_Source material:_
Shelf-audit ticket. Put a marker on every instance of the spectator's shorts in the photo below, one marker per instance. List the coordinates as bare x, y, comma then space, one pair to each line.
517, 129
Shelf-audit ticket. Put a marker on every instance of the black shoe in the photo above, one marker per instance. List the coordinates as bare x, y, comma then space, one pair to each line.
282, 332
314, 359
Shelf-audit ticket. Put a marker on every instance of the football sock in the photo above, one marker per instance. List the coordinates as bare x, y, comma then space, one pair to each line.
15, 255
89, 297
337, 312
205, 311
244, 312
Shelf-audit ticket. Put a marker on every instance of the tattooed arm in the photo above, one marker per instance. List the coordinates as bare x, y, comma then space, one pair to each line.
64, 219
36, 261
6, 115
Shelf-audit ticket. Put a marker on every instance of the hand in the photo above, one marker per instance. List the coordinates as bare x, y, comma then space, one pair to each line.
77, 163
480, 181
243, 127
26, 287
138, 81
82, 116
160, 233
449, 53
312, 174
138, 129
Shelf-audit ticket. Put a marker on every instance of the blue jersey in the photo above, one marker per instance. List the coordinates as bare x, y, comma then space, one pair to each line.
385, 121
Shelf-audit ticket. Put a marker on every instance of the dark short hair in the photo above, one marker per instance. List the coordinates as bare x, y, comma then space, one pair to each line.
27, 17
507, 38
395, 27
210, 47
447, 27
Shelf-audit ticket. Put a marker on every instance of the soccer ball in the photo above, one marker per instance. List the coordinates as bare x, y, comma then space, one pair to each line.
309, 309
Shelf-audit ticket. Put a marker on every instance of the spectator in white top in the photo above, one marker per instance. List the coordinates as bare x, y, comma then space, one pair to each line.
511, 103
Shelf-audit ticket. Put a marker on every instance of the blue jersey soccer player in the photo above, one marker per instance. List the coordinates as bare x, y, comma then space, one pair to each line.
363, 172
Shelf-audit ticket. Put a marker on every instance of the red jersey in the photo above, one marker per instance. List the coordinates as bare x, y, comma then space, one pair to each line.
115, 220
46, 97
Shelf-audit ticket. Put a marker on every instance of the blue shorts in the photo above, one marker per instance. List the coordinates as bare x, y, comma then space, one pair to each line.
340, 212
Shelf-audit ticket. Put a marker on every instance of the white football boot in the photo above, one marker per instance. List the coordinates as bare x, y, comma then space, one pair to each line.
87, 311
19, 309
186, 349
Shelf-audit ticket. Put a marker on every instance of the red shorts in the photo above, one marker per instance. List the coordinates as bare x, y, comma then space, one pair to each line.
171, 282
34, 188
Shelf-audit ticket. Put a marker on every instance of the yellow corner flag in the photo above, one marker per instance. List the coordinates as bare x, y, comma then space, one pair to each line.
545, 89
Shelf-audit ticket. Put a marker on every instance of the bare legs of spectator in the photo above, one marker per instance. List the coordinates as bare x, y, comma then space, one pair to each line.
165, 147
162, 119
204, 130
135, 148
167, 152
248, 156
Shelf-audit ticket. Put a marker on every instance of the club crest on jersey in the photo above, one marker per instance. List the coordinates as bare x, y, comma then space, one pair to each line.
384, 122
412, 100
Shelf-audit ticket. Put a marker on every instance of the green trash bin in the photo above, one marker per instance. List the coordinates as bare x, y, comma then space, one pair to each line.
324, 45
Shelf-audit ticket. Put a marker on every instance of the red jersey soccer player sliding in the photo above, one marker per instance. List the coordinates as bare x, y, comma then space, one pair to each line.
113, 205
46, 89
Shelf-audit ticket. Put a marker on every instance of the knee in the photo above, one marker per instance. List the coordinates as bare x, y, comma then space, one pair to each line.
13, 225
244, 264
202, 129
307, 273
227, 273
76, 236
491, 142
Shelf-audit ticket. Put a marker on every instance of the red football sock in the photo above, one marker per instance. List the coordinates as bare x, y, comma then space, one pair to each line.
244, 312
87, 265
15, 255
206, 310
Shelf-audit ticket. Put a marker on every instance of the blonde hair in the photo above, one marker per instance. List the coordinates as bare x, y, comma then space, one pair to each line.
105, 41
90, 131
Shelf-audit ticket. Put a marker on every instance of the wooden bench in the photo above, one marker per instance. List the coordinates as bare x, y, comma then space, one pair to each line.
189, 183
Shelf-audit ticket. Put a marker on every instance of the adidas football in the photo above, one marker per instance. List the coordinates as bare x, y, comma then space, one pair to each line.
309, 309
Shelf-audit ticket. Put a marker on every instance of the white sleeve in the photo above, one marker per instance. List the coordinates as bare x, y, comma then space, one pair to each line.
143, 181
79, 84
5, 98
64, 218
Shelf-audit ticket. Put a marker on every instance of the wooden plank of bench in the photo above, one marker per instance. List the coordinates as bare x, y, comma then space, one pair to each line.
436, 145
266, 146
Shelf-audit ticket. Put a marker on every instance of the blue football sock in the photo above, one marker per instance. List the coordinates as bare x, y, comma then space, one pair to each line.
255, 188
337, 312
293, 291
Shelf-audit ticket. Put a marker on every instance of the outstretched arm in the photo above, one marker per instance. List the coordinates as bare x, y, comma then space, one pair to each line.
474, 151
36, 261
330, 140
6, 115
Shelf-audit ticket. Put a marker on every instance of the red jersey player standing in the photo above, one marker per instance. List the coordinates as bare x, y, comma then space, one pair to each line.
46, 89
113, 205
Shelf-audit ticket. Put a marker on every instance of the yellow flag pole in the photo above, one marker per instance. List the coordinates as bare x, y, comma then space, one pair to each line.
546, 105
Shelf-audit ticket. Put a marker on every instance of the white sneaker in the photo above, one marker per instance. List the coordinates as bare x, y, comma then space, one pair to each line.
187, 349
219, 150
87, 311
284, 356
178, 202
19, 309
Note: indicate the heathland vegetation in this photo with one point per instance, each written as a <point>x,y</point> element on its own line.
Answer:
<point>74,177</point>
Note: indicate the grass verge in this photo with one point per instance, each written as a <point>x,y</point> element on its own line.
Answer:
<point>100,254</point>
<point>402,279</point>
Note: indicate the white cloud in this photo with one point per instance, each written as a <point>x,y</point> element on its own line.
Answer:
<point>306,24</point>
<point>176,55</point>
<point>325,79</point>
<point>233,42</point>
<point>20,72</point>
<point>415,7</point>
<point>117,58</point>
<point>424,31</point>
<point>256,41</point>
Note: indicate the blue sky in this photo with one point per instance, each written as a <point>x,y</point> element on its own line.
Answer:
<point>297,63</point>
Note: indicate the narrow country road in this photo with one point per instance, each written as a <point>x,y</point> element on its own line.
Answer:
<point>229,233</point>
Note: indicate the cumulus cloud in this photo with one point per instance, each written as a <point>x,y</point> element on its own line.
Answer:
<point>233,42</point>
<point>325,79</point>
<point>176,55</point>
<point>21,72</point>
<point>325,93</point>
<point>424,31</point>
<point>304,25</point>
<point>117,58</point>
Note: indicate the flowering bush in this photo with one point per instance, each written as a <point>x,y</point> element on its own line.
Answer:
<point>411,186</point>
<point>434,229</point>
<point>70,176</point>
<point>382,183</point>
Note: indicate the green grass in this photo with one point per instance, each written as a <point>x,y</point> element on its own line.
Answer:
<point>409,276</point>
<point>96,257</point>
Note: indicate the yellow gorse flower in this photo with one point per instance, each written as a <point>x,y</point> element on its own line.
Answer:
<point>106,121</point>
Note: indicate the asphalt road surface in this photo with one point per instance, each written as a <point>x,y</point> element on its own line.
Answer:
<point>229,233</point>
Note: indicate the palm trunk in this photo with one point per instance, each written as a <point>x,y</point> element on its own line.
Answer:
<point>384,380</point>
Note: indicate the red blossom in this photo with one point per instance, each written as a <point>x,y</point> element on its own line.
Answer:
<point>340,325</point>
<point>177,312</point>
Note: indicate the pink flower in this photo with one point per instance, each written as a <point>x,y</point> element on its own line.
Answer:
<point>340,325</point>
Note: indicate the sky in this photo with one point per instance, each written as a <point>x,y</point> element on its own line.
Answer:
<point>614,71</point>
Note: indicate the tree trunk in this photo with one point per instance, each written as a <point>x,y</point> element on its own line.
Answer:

_Directions:_
Output the number of lines above holding the word "road", and nothing besides it.

_The answer:_
2